Exercise details:
Reproduce the entries exactly as they appear below.

Natural language region descriptions
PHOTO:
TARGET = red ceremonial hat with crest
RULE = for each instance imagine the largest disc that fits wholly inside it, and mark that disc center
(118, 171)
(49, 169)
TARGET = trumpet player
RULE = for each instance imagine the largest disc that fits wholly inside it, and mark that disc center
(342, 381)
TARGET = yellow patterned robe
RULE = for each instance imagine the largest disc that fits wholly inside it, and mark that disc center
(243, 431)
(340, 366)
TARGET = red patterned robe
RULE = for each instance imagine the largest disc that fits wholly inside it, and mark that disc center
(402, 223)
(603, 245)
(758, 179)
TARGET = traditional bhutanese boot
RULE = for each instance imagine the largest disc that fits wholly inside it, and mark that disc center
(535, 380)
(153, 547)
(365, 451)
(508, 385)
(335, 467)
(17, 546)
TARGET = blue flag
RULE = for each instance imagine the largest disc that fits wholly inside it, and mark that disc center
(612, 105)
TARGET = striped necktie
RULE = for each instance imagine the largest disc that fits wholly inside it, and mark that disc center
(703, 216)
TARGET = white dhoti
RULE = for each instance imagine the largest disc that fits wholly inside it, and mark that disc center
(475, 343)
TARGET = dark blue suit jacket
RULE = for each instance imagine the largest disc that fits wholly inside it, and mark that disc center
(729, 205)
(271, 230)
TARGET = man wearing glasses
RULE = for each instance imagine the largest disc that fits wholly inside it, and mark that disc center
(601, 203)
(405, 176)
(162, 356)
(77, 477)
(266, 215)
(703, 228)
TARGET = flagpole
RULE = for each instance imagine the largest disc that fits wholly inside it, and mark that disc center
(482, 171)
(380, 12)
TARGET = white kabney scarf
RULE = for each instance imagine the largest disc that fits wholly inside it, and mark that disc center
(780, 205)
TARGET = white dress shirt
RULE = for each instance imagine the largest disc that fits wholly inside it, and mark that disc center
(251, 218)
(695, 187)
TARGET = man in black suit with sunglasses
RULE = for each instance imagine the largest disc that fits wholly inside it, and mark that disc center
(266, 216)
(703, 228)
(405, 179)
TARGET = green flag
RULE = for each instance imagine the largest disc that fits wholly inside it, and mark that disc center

Written answer:
PHOTO:
TARGET = red ceremonial hat with crest
RULE = for each instance imagine the largest disc that fits wholly inside it, and mark that disc center
(118, 171)
(49, 169)
TARGET = trumpet player
RULE = for each instance imagine the largest disc that fits wholly inside it, and mark that disc center
(342, 381)
TARGET = yellow patterned robe
RULE = for each instance imagine the largest disc that fits wholly inside it, and mark that disc center
(243, 431)
(340, 366)
TARGET = red patterned robe
RULE = for each instance imagine the largest disc that fits wholly inside it, and mark that disc center
(402, 223)
(603, 245)
(758, 179)
TARGET = traditional bhutanese boot
RULE = for each instance imagine the largest disc that fits wholly inside it, and mark that disc center
(535, 380)
(153, 547)
(365, 451)
(508, 385)
(335, 467)
(17, 546)
TARGET = blue flag
RULE = for each instance imagine the largest disc that fits wholly inside it, and mark that disc center
(612, 105)
TARGET = striped necktie
RULE = for each instance imagine the largest disc that fits wholly inside it, and mark that disc center
(703, 216)
TARGET = white dhoti
RULE = for each instance imagine the largest disc that fits wholly inside it, and mark that disc center
(475, 343)
TARGET = dark blue suit jacket
RULE = for each instance imagine the largest disc that fits wholly inside it, and mark that disc center
(729, 205)
(271, 230)
TARGET = man wearing glasses
RULE = for each instance imagine the largest disc that fits wholly inside it, and mark that disc center
(601, 203)
(405, 176)
(162, 356)
(77, 477)
(266, 215)
(703, 228)
TARGET = flagpole
RULE = for each instance imagine the largest disc that fits wholly inside it, and mark that disc center
(482, 171)
(380, 12)
TARGET = white kabney scarf
RULE = for each instance imagine the largest disc that fits wholly inside it, and mark that disc center
(780, 205)
TARGET = white dress shirt
RULE = for each instance imagine the largest disc that fits wholly inside it, and mark that disc center
(251, 218)
(695, 187)
TARGET = man in black suit with sunglasses
RULE = for each instance imagine the largest disc that fits wholly inside it, and mark that disc center
(266, 216)
(703, 228)
(405, 179)
TARGET = green flag
RULE = for each instance imagine the largest disc that fits wholly inside it, and mark that disc center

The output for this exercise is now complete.